Recopiez tel quel le passage de la critique des Crapauds fous qui commence par les mots contenant « L’ordonnance de Schindler » et se termine par « Magnifique et nécessaire. ».

_EXTRAIT DE PAGE_
|---|

L’ordonnance de Schindler
C’est une incroyable histoire vraie romancée et mise en scène qui se joue actuellement au Théâtre des Béliers Parisiens. Les Crapauds fous ou la fabuleuse escroquerie montée de toute pièce par deux médecins, pour sauver tout un village polonais pendant la Seconde Guerre mondiale. Magnifique et nécessaire.
On appelle un crapaud fou, celui qui va à l’encontre du courant, qui ne va pas dans le même sens que ses congénères. Un terme qui peut concerner Eugène Lazwoski et Stanislaw Matulewicz, deux amis médecins qui se sont installés dans le petit village de Rozwadow en Pologne et qui, au détour de la Seconde Guerre mondiale, vont lutter contre le régime nazi à leur manière. En faisant croire que tous les habitants sont atteints du typhus et qu’il faut donc isoler tout le village en quarantaine. Un pari fou, risqué et qui paraît insensé, mais qui a bel et bien eu lieu. Car de cette histoire dont on pourrait tirer un film et qui rappelle furieusement des oeuvres tirées de faits réels d’actes de bravoure pendant les heures les plus sombres (comme La Liste de Schindler ou Train de vie), Mélody Mourey a tiré un spectacle aussi drôle qu’émouvant.
Si la mise en scène peut parfois faire penser aux dernières pièces d’Alexis Michalik (deux temporalités et continents différents, des bouts d’histoire qui s’imbriquent les uns aux autres pour former un seul et même récit), elle est d’une efficacité redoutable. Surtout quand les protagonistes des années 1990 assistent en direct (voire interagissent) avec ceux des années 1940, autres versions d’eux-mêmes pris dans les tourments de la guerre. On rit beaucoup, même si parfois on se vilipende de le faire. Mais la vie est ainsi faite : des pires horreurs naissent parfois des instants de joie et d’absurde incontrôlables. Certaines scènes sont d’ailleurs exclusivement tournées vers la comédie : une parodie de Hitler façon Jacques Villeret dans Papy fait de la Résistance ou les villageois qui se déguisent en malades du typhus pour faire fuir des nazis venus inspecter les lieux.

|---|

[Entrées d'un jeu d'annotations par points]
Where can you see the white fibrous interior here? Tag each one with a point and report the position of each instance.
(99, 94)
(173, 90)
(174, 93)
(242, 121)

|---|

_RÉPONSE ATTENDUE_
L’ordonnance de Schindler
C’est une incroyable histoire vraie romancée et mise en scène qui se joue actuellement au Théâtre des Béliers Parisiens. Les Crapauds fous ou la fabuleuse escroquerie montée de toute pièce par deux médecins, pour sauver tout un village polonais pendant la Seconde Guerre mondiale. Magnifique et nécessaire.